**WHAT IS REQUIRED:**
Locate each line in the records below that contains the word "window", and copy every one of those lines.

───── SUPPLIED INFORMATION ─────

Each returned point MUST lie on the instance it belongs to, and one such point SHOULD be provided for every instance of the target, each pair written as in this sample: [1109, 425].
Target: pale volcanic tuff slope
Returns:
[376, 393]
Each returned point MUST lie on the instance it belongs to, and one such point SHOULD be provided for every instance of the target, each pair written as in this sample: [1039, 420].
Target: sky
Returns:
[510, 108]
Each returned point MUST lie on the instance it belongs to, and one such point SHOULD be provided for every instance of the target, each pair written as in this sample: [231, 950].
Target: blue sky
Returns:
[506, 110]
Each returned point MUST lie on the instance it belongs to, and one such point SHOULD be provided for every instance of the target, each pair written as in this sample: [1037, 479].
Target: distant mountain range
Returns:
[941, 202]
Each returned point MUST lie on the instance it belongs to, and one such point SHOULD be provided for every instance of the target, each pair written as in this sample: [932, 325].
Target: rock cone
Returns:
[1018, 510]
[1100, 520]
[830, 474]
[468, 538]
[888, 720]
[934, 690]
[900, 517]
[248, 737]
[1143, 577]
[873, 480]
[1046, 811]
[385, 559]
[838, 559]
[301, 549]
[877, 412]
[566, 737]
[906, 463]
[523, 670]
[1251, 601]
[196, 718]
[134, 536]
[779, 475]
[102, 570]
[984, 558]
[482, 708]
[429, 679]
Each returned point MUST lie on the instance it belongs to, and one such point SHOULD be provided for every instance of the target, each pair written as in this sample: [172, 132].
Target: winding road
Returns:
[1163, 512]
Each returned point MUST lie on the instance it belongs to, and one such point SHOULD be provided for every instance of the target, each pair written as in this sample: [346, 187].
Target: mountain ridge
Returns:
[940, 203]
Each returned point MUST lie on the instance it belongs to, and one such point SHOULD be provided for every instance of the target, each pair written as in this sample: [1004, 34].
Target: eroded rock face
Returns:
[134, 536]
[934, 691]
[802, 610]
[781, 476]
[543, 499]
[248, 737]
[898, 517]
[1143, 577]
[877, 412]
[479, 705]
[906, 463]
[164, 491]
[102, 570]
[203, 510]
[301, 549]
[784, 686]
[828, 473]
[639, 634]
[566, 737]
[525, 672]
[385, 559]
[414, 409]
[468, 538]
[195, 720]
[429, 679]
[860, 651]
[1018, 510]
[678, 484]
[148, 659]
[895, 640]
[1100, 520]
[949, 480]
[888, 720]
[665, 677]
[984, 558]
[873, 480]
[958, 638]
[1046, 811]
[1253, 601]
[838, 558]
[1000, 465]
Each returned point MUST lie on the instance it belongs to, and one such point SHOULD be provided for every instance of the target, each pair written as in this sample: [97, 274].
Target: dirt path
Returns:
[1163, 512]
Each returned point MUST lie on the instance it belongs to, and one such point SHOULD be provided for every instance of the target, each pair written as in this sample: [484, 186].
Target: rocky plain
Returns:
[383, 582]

─────
───── SUPPLIED INFORMATION ─────

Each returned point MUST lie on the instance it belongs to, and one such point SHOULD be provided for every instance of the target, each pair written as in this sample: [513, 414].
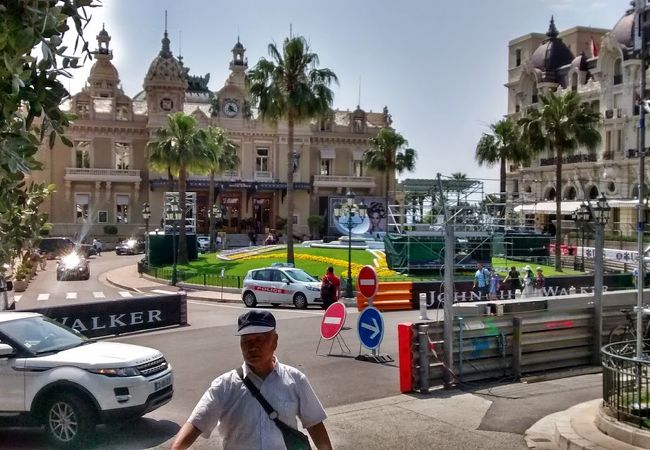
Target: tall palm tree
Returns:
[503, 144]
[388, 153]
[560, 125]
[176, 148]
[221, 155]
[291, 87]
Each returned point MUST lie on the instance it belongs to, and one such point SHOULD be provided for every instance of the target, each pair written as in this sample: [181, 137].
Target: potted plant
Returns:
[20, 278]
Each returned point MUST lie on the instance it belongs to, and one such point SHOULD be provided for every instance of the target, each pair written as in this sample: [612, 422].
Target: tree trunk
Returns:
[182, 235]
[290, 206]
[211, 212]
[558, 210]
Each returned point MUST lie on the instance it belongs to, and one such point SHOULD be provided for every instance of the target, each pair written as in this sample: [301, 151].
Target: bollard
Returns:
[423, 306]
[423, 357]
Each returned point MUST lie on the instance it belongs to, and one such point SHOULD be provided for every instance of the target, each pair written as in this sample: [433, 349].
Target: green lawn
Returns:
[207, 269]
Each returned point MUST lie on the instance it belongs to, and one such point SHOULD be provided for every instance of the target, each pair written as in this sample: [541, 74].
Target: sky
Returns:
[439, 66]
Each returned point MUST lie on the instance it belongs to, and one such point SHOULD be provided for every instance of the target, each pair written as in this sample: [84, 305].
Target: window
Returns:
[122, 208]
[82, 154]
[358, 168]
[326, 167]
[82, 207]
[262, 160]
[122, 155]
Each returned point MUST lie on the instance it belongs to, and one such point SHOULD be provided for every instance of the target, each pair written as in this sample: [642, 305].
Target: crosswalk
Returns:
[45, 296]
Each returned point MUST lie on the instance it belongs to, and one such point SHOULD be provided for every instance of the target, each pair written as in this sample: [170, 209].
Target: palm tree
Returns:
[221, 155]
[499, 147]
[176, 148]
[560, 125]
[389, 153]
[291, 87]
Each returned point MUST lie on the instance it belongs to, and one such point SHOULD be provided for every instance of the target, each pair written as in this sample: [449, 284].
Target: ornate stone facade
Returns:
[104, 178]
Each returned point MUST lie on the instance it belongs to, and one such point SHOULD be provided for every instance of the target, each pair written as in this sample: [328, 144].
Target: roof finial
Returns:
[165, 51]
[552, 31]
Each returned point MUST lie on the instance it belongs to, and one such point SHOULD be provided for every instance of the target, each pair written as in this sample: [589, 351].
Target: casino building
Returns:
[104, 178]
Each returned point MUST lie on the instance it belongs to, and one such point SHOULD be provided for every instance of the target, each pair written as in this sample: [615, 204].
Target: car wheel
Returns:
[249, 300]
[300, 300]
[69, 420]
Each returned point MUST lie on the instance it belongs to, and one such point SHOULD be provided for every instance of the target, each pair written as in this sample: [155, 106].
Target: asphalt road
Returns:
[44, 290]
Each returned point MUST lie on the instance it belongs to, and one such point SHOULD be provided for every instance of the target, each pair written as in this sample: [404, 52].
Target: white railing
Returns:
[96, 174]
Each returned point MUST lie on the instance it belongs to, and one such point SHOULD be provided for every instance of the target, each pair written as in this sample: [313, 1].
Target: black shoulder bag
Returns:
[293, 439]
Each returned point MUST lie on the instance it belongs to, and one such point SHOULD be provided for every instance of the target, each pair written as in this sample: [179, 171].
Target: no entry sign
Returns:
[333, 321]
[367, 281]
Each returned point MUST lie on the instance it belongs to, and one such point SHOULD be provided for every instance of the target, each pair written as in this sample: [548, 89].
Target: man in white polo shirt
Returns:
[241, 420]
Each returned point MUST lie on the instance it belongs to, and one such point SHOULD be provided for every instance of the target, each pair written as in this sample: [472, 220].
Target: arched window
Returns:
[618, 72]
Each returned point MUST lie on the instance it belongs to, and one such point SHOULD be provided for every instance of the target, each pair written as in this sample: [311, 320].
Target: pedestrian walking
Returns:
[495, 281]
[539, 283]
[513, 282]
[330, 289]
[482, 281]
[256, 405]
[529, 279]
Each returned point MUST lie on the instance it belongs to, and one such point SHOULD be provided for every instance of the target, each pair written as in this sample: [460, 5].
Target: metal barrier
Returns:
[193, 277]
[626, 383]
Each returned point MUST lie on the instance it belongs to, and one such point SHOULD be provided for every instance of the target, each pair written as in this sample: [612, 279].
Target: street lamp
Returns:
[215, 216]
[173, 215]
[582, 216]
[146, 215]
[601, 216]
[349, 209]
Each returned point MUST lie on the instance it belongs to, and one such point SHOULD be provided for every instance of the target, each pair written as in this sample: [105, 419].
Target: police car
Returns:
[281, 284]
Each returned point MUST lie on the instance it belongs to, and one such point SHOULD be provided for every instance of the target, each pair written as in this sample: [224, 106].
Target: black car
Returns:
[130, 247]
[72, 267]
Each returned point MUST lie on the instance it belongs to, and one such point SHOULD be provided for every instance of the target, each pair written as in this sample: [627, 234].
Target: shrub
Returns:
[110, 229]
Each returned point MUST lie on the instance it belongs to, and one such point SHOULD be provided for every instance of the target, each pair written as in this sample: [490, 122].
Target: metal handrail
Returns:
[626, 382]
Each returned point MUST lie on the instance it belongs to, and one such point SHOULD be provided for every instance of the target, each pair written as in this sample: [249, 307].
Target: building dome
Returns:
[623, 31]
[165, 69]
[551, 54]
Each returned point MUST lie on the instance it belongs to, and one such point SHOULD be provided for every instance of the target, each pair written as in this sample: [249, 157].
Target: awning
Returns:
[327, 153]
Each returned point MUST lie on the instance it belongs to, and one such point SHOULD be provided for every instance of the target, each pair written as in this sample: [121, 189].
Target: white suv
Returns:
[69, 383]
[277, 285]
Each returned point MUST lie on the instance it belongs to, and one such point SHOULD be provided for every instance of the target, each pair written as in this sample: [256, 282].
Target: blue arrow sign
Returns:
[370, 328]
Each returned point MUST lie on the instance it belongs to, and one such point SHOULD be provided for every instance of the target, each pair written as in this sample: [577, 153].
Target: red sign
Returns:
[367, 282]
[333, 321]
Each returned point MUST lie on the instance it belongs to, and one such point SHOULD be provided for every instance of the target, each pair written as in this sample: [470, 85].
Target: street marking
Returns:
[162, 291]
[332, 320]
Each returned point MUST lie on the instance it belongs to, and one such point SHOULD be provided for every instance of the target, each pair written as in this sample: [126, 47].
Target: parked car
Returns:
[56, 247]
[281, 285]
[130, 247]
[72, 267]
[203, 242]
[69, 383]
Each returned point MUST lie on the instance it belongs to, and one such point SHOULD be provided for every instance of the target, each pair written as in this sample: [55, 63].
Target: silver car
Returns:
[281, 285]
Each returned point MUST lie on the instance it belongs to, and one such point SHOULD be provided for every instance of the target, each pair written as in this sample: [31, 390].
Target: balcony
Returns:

─────

**RESPONSE TO THE TASK:**
Target: window
Target: arched window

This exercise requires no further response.